* What needs to be done *
All lines from the line containing "Mark a point on each instance of the stone" up to and including the last line of the entries must be written out exactly, with no others.

START Material for this exercise

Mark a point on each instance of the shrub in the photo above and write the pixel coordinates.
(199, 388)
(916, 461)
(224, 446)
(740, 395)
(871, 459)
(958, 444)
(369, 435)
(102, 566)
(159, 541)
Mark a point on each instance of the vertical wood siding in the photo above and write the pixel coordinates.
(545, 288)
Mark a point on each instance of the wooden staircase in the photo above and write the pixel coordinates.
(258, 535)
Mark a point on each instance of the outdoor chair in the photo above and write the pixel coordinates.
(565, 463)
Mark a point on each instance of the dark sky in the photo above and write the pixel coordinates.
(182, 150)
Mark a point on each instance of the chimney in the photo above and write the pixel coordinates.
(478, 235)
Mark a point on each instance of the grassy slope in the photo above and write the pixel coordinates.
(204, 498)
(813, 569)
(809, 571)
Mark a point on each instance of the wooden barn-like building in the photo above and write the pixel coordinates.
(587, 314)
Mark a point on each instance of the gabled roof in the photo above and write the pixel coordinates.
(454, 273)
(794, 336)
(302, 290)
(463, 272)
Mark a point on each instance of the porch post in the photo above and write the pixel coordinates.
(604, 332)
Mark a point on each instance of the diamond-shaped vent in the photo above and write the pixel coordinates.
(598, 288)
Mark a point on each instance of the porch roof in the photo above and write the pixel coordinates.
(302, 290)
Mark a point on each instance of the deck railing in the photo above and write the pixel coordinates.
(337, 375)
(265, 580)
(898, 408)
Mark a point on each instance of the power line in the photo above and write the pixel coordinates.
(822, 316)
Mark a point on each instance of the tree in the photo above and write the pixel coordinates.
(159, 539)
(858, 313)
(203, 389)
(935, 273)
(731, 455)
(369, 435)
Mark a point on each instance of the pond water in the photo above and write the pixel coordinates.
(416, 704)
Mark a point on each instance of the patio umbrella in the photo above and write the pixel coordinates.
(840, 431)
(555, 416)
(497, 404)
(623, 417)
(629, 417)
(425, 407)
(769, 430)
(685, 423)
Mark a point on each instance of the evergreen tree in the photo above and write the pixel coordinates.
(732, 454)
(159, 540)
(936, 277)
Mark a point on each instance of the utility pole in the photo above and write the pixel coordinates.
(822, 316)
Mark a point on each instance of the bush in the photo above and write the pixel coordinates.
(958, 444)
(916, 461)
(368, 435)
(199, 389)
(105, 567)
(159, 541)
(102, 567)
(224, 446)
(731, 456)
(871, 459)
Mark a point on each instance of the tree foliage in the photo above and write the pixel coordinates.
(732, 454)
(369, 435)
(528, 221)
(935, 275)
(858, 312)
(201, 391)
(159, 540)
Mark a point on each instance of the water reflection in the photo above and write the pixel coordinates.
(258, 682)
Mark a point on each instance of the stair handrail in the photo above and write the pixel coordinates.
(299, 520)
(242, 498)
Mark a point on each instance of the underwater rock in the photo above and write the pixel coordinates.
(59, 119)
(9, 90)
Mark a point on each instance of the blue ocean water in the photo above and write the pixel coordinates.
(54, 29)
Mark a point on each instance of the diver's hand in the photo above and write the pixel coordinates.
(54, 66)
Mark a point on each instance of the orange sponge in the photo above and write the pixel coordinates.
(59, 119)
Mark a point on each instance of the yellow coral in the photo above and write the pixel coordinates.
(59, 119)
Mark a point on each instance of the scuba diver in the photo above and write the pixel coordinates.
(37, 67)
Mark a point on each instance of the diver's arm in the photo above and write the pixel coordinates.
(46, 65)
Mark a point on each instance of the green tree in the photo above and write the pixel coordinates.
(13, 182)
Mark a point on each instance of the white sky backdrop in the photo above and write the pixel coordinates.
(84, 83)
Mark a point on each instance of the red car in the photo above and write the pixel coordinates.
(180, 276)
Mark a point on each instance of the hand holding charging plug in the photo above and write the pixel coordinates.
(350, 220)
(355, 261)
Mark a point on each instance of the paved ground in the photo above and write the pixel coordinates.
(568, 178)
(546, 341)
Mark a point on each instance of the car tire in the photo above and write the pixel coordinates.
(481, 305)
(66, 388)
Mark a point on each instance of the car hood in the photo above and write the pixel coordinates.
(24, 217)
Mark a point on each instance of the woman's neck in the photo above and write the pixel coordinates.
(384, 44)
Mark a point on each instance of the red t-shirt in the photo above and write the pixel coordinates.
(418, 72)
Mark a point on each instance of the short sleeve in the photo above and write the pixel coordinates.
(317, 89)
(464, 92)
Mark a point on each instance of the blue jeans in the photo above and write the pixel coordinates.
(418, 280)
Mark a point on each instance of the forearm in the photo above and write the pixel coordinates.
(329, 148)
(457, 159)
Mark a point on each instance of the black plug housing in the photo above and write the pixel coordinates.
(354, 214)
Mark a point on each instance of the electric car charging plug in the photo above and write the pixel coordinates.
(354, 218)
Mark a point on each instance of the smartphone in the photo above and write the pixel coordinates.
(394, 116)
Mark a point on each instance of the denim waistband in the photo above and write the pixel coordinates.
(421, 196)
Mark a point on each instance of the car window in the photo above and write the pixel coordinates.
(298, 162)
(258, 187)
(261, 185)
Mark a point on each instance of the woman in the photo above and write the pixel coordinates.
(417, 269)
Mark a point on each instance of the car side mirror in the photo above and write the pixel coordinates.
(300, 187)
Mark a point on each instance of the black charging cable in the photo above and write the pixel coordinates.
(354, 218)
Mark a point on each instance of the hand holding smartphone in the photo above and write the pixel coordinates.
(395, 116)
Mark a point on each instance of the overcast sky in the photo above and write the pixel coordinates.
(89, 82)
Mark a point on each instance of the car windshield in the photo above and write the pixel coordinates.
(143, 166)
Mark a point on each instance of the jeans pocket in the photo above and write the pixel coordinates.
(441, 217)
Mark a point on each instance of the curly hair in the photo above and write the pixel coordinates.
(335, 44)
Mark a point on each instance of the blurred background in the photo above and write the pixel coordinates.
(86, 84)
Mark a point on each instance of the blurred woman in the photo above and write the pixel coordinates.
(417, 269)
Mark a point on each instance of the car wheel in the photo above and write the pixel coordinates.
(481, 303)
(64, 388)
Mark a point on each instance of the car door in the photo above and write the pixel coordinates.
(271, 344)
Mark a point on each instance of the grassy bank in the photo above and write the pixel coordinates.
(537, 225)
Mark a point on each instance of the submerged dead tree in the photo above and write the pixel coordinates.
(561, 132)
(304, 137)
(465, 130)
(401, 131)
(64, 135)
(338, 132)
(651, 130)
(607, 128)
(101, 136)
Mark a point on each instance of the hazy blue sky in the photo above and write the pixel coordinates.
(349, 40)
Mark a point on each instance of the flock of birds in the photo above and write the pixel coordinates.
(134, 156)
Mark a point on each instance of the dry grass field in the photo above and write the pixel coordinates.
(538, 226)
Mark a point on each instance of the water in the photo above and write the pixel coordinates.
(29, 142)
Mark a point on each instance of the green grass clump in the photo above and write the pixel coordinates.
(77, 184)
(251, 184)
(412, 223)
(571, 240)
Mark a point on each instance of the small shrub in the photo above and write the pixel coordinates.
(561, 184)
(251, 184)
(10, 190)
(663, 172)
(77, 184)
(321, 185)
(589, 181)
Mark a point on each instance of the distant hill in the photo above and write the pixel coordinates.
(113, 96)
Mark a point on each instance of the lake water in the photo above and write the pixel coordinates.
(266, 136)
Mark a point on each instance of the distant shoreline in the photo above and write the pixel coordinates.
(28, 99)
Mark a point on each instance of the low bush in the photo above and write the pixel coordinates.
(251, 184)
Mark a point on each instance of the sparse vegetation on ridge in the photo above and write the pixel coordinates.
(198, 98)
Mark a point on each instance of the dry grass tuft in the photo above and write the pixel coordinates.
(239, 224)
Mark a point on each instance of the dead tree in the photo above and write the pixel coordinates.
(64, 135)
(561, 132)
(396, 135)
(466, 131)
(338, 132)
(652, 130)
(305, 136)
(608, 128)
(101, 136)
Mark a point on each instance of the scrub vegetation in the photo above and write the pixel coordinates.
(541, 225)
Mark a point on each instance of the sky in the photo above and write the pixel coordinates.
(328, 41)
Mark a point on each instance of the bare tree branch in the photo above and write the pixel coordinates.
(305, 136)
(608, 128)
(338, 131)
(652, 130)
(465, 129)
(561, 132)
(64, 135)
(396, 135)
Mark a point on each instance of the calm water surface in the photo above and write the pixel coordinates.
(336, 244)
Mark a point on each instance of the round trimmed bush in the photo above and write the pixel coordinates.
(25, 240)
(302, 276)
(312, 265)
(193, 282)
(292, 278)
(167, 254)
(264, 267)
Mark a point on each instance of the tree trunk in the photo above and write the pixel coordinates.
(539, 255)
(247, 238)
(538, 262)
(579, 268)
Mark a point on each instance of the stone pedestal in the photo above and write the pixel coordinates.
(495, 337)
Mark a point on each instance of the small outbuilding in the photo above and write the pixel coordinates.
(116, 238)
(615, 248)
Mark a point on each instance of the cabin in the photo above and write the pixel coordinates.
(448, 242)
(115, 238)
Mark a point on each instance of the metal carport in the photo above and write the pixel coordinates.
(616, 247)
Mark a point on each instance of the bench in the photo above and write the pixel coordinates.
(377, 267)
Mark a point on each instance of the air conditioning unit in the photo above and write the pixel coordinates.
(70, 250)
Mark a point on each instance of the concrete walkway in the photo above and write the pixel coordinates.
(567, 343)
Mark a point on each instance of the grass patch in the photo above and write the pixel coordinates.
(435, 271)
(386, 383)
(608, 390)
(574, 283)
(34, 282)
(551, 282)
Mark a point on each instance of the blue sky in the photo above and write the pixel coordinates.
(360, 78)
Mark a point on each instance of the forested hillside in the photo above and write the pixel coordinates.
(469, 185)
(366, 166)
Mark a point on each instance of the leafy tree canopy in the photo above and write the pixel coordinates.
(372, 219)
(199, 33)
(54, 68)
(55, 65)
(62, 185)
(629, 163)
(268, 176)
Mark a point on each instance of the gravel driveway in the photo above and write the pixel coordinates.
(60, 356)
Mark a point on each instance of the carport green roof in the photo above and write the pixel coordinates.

END Material for this exercise

* Result for this task *
Mark a point on each instance of the stone pedestal in the photo above and write the pixel coordinates.
(495, 337)
Mark a point on each instance of the small outbuilding in the photo above and write the pixel coordinates.
(116, 238)
(615, 248)
Mark a point on each instance of the cabin in the photo above and write the pixel coordinates.
(448, 242)
(115, 238)
Mark a point on each instance of the metal carport in the photo above and write the pixel coordinates.
(616, 247)
Mark a point on each instance of the bench in the photo above and write the pixel coordinates.
(377, 267)
Mark a point on each instance of the air conditioning unit in the photo above and write the pixel coordinates.
(70, 250)
Mark a point on each instance of the concrete walkway in the photo above and write the pixel coordinates.
(567, 343)
Mark a point on each instance of the grass patch in the photo above and write the pixel coordinates.
(435, 271)
(386, 383)
(608, 390)
(574, 283)
(34, 282)
(551, 282)
Mark a point on each instance of the blue sky in the photo above and write the pixel coordinates.
(360, 78)
Mark a point on each instance of the forested hillside in the photo above and write the pixel coordinates.
(469, 185)
(366, 166)
Mark a point on each instance of the leafy tree canopy in the photo above and write the pixel coordinates.
(372, 219)
(199, 33)
(54, 68)
(55, 65)
(62, 185)
(629, 163)
(268, 176)
Mark a point on each instance of the gravel driveway in the photo above and write the pixel coordinates.
(60, 356)
Mark a point on each instance of the carport green roof in the photo above and write the pixel coordinates.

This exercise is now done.